Строки из набора для разметки точками
>>>

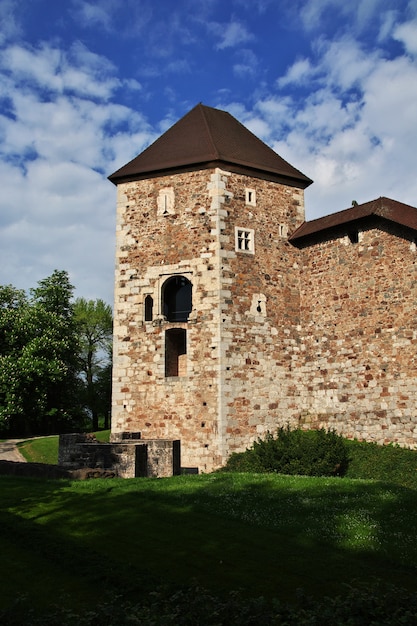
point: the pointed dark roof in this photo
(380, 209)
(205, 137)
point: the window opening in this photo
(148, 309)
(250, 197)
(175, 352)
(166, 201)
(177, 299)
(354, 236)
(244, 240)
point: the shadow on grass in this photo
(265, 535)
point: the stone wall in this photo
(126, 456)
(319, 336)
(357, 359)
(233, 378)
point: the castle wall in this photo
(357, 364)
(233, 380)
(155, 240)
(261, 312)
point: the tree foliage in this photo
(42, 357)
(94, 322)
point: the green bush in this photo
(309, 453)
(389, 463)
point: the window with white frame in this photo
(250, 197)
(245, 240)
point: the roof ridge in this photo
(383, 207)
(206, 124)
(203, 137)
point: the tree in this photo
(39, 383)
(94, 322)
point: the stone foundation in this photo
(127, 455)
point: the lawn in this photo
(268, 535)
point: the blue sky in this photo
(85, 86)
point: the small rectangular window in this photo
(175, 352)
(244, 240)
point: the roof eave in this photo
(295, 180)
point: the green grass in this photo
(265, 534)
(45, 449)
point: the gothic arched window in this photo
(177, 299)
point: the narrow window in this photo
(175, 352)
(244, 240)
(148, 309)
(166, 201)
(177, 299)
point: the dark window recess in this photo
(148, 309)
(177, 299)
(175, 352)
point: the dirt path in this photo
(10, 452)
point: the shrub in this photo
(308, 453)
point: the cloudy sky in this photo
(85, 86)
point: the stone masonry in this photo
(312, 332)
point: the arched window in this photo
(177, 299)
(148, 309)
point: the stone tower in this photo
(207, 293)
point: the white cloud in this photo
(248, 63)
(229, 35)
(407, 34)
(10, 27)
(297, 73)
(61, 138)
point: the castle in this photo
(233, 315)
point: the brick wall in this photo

<<<

## Исходное задание
Можешь оформить строки выше нумерованным списком без пустых строк? Картинки в ответ не включай.

## Полный ответ
1. point: the pointed dark roof in this photo
2. (380, 209)
3. (205, 137)
4. point: the window opening in this photo
5. (148, 309)
6. (250, 197)
7. (175, 352)
8. (166, 201)
9. (177, 299)
10. (354, 236)
11. (244, 240)
12. point: the shadow on grass in this photo
13. (265, 535)
14. point: the stone wall in this photo
15. (126, 456)
16. (319, 336)
17. (357, 359)
18. (233, 378)
19. point: the castle wall in this photo
20. (357, 364)
21. (233, 380)
22. (155, 240)
23. (261, 312)
24. point: the tree foliage in this photo
25. (42, 357)
26. (94, 322)
27. point: the green bush in this photo
28. (309, 453)
29. (389, 463)
30. point: the window with white frame in this photo
31. (250, 197)
32. (245, 240)
33. point: the roof ridge in this photo
34. (383, 207)
35. (206, 124)
36. (203, 137)
37. point: the tree in this photo
38. (39, 383)
39. (94, 322)
40. point: the stone foundation in this photo
41. (127, 455)
42. point: the lawn in this photo
43. (268, 535)
44. point: the blue sky in this photo
45. (85, 86)
46. point: the small rectangular window in this photo
47. (175, 352)
48. (244, 240)
49. point: the roof eave in this photo
50. (295, 180)
51. point: the green grass in this photo
52. (265, 534)
53. (45, 449)
54. point: the gothic arched window in this photo
55. (177, 299)
56. point: the narrow window in this photo
57. (175, 352)
58. (244, 240)
59. (148, 309)
60. (166, 201)
61. (177, 299)
62. point: the dark window recess in this photo
63. (148, 309)
64. (177, 299)
65. (175, 352)
66. point: the dirt path in this photo
67. (10, 452)
68. point: the shrub in this photo
69. (308, 453)
70. point: the cloudy sky in this photo
71. (85, 86)
72. point: the stone masonry in this photo
73. (312, 332)
74. point: the arched window in this photo
75. (177, 299)
76. (148, 309)
77. point: the stone tower in this photo
78. (207, 293)
79. point: the white cloud in this photo
80. (248, 63)
81. (229, 35)
82. (407, 34)
83. (10, 27)
84. (297, 73)
85. (61, 138)
86. point: the castle in this photo
87. (233, 315)
88. point: the brick wall in this photo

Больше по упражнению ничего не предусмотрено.